## Photo-based referring expression data
--*--
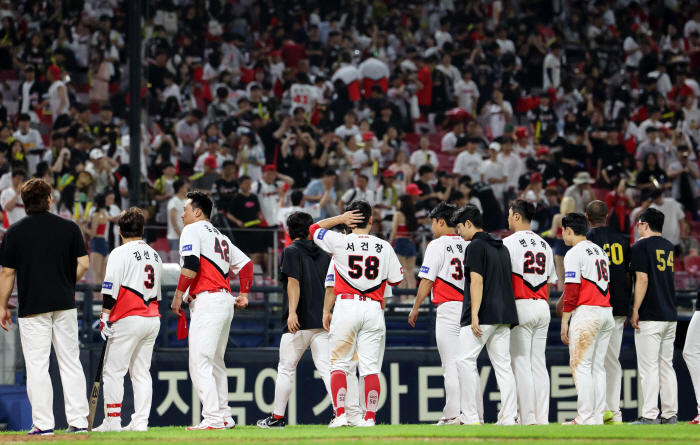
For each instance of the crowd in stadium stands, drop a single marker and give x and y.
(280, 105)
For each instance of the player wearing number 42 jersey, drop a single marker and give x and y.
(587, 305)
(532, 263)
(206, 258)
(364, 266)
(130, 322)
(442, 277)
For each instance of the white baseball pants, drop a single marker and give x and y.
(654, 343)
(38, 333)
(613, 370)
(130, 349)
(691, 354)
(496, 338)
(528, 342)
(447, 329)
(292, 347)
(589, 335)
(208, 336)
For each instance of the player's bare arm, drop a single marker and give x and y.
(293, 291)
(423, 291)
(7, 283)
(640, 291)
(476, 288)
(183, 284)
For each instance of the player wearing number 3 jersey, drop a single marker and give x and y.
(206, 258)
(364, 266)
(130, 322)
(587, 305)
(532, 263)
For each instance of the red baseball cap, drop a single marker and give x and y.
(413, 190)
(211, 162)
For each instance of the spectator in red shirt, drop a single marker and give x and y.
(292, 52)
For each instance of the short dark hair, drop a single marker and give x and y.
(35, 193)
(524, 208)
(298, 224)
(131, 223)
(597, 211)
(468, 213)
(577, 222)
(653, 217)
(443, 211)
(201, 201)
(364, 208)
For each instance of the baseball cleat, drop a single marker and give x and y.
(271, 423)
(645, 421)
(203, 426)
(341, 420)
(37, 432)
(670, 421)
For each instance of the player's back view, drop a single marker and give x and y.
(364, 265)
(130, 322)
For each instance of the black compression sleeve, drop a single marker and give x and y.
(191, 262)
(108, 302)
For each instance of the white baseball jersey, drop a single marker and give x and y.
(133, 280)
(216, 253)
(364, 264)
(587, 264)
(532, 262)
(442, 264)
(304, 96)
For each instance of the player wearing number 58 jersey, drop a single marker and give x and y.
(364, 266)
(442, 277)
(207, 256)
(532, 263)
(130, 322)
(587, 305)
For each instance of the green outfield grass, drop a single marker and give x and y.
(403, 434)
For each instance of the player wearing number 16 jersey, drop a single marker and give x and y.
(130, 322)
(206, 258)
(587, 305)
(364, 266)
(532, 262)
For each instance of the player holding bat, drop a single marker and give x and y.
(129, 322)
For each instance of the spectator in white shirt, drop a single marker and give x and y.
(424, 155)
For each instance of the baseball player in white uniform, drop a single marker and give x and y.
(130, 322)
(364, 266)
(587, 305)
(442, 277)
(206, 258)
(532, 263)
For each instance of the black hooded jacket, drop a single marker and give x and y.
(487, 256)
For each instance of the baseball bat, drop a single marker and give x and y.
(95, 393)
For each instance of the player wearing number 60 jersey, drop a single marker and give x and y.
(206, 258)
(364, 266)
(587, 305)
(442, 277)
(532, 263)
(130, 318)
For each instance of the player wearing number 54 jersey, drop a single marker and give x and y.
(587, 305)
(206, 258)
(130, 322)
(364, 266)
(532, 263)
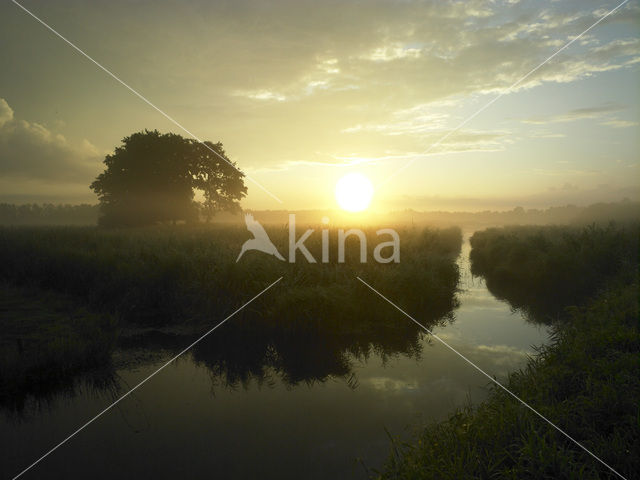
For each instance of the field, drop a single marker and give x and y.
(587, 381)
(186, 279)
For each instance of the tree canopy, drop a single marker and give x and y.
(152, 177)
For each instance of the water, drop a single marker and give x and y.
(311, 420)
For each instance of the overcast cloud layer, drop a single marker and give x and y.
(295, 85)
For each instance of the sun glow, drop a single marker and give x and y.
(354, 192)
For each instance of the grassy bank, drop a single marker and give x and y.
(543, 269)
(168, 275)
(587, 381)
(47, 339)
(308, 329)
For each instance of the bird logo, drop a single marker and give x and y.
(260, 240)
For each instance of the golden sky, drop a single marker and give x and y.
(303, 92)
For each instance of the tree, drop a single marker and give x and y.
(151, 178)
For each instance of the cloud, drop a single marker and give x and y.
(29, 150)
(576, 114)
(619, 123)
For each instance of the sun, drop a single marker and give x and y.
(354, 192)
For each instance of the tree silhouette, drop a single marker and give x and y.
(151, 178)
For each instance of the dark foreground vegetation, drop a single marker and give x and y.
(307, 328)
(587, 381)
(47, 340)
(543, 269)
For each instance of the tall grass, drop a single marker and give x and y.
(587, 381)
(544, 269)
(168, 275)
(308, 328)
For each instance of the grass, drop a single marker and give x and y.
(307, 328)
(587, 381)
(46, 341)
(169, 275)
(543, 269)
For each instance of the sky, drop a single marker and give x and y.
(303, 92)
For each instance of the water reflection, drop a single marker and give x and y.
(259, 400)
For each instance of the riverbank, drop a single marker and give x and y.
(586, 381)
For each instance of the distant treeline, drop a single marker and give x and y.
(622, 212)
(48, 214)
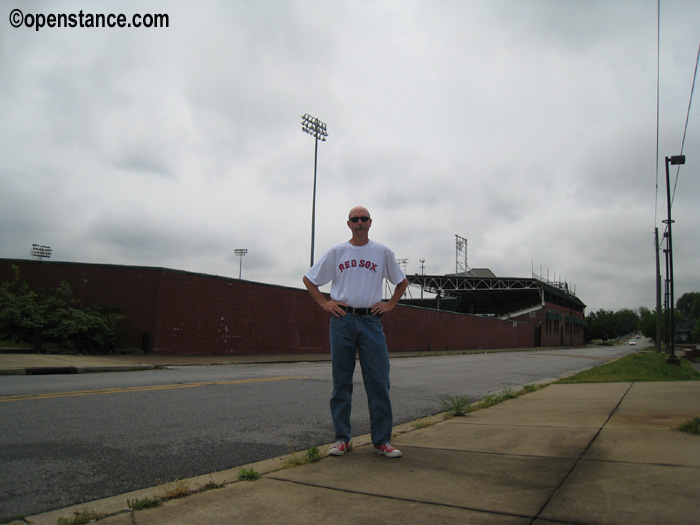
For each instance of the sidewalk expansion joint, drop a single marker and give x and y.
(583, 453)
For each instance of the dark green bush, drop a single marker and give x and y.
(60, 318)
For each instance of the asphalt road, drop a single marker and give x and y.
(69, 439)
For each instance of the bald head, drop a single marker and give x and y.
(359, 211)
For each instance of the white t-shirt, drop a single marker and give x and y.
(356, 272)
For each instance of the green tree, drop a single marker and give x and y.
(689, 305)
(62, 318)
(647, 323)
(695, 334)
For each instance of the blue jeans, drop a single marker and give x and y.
--*--
## WHAT THE EXERCISE ASKS
The answer must be the entries above, printed exactly, with no pictures.

## SOLUTION
For each instance of the crowd in stadium stands, drop a single marker and give x and y.
(280, 105)
For each instance of the player wearing number 42 jersey, drop a single marker and give x and y.
(587, 305)
(532, 263)
(206, 258)
(364, 266)
(130, 322)
(442, 277)
For each instance of the white baseball pants, drop a single marker and give x and y.
(654, 343)
(38, 333)
(613, 370)
(130, 349)
(691, 354)
(496, 338)
(528, 342)
(447, 329)
(292, 347)
(589, 335)
(208, 336)
For each instance of the player's bare arm, drop a single marker and give x and y.
(293, 291)
(423, 291)
(7, 283)
(640, 291)
(476, 288)
(183, 284)
For each instance of the player wearing number 3 jersey, drop a single marker and give x and y.
(206, 258)
(364, 266)
(130, 322)
(587, 305)
(532, 263)
For each instance of the red baseball cap, drop a single marker and give x and y.
(413, 190)
(211, 162)
For each instance of the spectator in red shirt, drop a single marker and give x and y.
(292, 52)
For each instance of the short dark hair, drop a single marker and give x and y.
(35, 193)
(524, 208)
(298, 224)
(131, 223)
(597, 211)
(468, 213)
(577, 222)
(653, 217)
(443, 211)
(201, 201)
(364, 208)
For each instance of the baseball cleat, drop a single marker and give x and y.
(271, 423)
(645, 421)
(203, 426)
(341, 420)
(37, 432)
(670, 421)
For each instance of the player's back view, drop a single marker and give x and y.
(364, 265)
(130, 322)
For each instance of the black compression sleeve, drop a single marker and give x and y.
(191, 262)
(108, 302)
For each instance of the white baseball jersey, drop a single marker and give x and y.
(133, 280)
(216, 253)
(364, 264)
(587, 264)
(532, 262)
(442, 264)
(304, 96)
For each instance of the player wearing number 58 jersey, drop a single marker and give x and y.
(364, 266)
(442, 277)
(207, 256)
(532, 263)
(130, 322)
(587, 305)
For each instance of the green outfield grass, drop a single marker and give x and y.
(403, 434)
For each instance of the player wearing number 16 jersey, drop a single marker and give x and y.
(130, 322)
(206, 258)
(587, 305)
(364, 266)
(532, 262)
For each instance of the player holding bat, drop a single marker and give x and y.
(129, 322)
For each instance of the spectator in white shirt, drop a single marker and give x and y.
(424, 155)
For each instance of the baseball player in white uniform, drop a single marker and give x and y.
(130, 322)
(364, 266)
(587, 305)
(442, 277)
(206, 258)
(532, 263)
For each instance of the black hooded jacket, drop a single marker and give x and y.
(487, 256)
For each instance of the baseball bat, drop a single marker and give x and y.
(95, 393)
For each instance of the player wearing number 60 jersey, drop a single marker and give x and y.
(206, 258)
(364, 266)
(587, 305)
(442, 277)
(532, 263)
(130, 318)
For each instance of the player wearing number 54 jersey, drop a single marker and give x and y.
(587, 305)
(206, 258)
(130, 322)
(364, 266)
(532, 263)
For each instance of the field, drop a single marker and give x and y.
(587, 381)
(186, 279)
For each instance of the tree canopy, drop a single marker and give x and y.
(152, 177)
For each instance of the water, drop a single marker and give x and y.
(311, 420)
For each instance of the overcast cloud layer, drop a single marker and give x and y.
(295, 85)
For each instance of the sun glow, drop a single marker and give x and y.
(354, 192)
For each instance of the grassy bank, drop a single marker and give x and y.
(543, 269)
(168, 275)
(587, 381)
(47, 339)
(308, 329)
For each instance of the bird logo, drop a single marker and give x and y.
(260, 240)
For each instance of the golden sky, drop a single marker and give x and y.
(303, 92)
For each instance of the tree, drop a single marker and give x and y.
(151, 178)
For each instance of the cloud, drop a single marker and give x and y.
(29, 150)
(576, 114)
(619, 123)
For each instance of the sun, drop a single marker and give x and y.
(354, 192)
For each instance of the tree silhouette, drop a single marker and give x and y.
(151, 178)
For each instance of the dark foreground vegetation, drop a single marker and give x and y.
(307, 328)
(587, 381)
(47, 340)
(543, 269)
For each instance of the tall grass, drop a single marker and give x and y.
(587, 381)
(544, 269)
(168, 275)
(308, 328)
For each instance of the grass, drop a single marker and give x and y.
(307, 328)
(587, 381)
(46, 341)
(169, 275)
(543, 269)
For each instance of the sky, drop a single marker and give x and y.
(303, 92)
For each instance of the water reflection, drop a single marker and give x and y.
(259, 400)
For each instance of the riverbank, drop a single marker and give x and y.
(586, 381)
For each instance of the distant treeline, drop a single marker and give x and y.
(622, 212)
(48, 214)
For each instance of the sidewalk expansion joint, drop a single marker and give x and y.
(583, 453)
For each instance of the dark green bush, drop a single marker and give x and y.
(60, 318)
For each instance of the asphalt road, drop a single marker and give x and y.
(69, 439)
For each instance of the bald head, drop a single marker and give x and y.
(359, 211)
For each instance of the white t-shirt, drop a single marker and give x and y.
(356, 272)
For each instance of the green tree, drop a single marker and give x and y.
(689, 305)
(62, 318)
(647, 323)
(695, 334)
For each instance of the blue jeans, drop a single marker and give x and y.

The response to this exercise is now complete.